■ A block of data
--- --- ---

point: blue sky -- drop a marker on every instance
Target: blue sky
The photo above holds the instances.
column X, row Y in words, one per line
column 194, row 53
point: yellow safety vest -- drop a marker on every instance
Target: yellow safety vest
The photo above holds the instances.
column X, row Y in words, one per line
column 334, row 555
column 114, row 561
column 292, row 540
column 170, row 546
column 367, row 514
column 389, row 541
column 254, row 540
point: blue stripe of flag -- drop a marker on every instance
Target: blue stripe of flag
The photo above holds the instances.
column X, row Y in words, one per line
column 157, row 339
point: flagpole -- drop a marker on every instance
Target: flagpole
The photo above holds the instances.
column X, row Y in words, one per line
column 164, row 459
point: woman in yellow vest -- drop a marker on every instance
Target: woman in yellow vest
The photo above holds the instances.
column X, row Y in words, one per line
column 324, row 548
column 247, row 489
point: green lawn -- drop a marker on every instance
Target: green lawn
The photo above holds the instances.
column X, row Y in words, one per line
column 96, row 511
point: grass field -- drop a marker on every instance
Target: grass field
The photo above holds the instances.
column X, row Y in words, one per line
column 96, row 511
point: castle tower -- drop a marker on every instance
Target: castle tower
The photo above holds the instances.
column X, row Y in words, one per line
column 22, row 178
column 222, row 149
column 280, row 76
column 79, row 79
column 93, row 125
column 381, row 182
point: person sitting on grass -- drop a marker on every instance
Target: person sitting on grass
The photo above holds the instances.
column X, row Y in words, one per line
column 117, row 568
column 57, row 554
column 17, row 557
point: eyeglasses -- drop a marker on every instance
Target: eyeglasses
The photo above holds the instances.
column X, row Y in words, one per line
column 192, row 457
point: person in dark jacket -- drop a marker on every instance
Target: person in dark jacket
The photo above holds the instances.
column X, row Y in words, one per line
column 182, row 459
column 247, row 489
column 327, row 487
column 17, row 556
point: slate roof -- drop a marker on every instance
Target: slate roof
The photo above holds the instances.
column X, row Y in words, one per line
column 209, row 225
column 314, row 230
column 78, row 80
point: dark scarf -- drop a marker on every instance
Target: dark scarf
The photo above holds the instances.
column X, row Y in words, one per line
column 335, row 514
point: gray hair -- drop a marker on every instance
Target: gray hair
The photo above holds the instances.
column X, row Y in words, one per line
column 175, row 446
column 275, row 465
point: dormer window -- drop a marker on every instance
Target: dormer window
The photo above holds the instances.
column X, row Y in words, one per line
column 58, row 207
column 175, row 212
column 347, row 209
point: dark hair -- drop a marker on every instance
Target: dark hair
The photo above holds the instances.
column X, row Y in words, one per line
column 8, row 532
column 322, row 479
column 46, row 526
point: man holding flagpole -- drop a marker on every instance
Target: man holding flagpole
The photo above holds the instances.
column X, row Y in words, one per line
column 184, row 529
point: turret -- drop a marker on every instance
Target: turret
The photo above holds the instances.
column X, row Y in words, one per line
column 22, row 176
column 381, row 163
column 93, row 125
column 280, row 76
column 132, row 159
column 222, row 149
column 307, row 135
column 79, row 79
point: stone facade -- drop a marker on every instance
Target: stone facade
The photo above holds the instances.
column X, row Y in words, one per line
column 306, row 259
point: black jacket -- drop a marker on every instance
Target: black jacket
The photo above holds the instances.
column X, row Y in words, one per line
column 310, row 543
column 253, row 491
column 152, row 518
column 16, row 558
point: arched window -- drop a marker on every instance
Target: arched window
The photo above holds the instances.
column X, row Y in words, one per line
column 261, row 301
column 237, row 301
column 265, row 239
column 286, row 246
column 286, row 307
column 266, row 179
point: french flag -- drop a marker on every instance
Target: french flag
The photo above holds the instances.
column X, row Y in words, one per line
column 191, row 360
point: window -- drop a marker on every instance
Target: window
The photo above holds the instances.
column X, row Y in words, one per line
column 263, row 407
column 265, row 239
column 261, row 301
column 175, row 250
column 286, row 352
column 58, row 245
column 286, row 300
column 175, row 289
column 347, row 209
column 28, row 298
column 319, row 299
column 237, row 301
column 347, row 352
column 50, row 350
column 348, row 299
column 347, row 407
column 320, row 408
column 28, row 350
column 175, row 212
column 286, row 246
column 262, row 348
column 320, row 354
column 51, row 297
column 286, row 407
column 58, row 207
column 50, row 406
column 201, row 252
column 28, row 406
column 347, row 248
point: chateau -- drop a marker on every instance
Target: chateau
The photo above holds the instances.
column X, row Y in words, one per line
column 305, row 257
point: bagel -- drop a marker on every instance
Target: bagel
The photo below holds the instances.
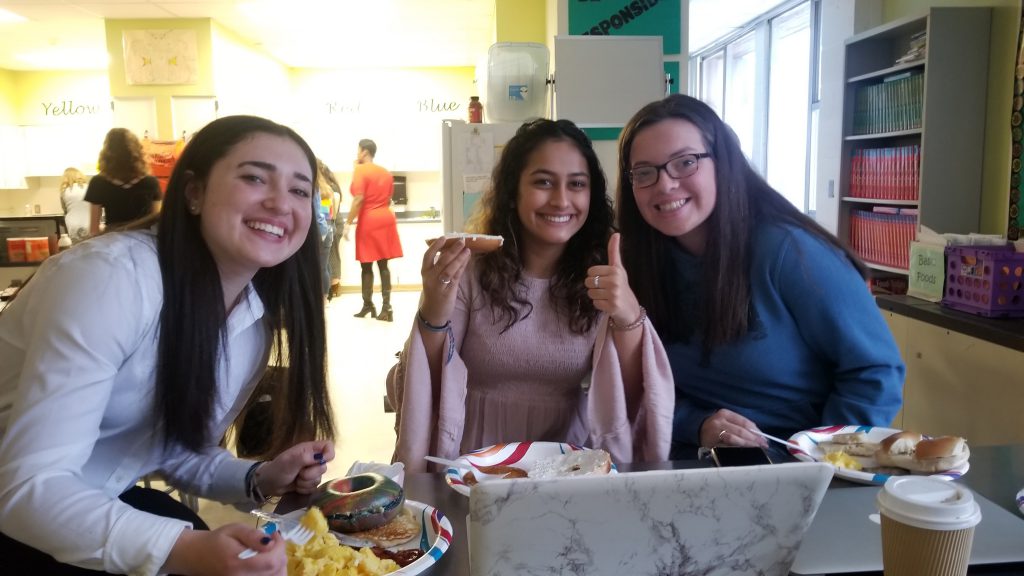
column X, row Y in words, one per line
column 578, row 462
column 359, row 502
column 477, row 243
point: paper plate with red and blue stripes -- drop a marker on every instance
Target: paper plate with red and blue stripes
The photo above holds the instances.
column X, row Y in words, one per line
column 810, row 451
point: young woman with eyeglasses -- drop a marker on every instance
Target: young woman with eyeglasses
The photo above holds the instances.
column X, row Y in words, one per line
column 541, row 339
column 765, row 316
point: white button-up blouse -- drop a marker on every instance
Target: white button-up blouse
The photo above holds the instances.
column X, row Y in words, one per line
column 78, row 365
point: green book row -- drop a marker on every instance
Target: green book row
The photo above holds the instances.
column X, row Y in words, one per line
column 891, row 106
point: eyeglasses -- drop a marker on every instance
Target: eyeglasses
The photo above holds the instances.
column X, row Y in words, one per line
column 679, row 167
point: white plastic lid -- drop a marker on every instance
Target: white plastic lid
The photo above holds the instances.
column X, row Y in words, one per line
column 930, row 503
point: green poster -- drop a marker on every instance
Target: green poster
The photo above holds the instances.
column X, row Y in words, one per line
column 628, row 17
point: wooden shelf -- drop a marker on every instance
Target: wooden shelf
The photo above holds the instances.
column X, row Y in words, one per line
column 880, row 135
column 887, row 71
column 873, row 201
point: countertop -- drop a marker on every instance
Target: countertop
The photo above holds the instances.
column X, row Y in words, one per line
column 1004, row 331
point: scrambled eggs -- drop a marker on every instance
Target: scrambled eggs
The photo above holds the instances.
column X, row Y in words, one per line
column 324, row 556
column 843, row 460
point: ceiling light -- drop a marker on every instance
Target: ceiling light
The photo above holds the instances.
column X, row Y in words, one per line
column 67, row 58
column 7, row 16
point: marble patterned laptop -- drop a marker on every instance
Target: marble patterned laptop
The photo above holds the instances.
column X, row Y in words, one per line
column 706, row 521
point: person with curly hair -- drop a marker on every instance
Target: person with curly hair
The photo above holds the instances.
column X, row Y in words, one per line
column 123, row 191
column 543, row 338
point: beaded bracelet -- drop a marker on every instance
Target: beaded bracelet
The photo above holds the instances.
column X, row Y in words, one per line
column 252, row 488
column 446, row 328
column 631, row 326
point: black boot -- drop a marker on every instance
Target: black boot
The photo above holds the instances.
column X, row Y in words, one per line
column 386, row 313
column 368, row 293
column 368, row 307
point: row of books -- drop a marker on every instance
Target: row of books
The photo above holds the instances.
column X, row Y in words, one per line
column 892, row 106
column 883, row 238
column 886, row 173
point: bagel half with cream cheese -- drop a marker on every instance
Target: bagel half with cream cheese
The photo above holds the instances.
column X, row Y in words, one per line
column 912, row 452
column 477, row 243
column 578, row 462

--- --- ---

Transcribe the records above without alteration, starting with the line containing "point: marble patterned" and continuing through the line containing "column 886, row 173", both of those lines included.

■ Final answer
point: marble patterned laptop -- drop a marker on every instance
Target: marble patterned laptop
The photo above holds the instances.
column X, row Y in words, one per line
column 706, row 521
point: person with curly hair -- drop a marker on every instance
Target: person with curly hair
The photo above holds the instances.
column X, row Y in words, one per line
column 123, row 191
column 543, row 338
point: beaded bracelet -- drop a marker on every instance
Target: beaded bracelet
The photo above holds the instances.
column X, row Y in words, one per line
column 252, row 488
column 446, row 328
column 631, row 326
point: black boot -- drop a marker on every instance
Target: black boot
The photo above holds the instances.
column X, row Y in words, one per line
column 386, row 313
column 368, row 293
column 368, row 307
point: row of books -- drop a marker on every instance
Target: row of books
The photo above holds the instances.
column X, row Y in words, one per line
column 892, row 106
column 883, row 238
column 886, row 173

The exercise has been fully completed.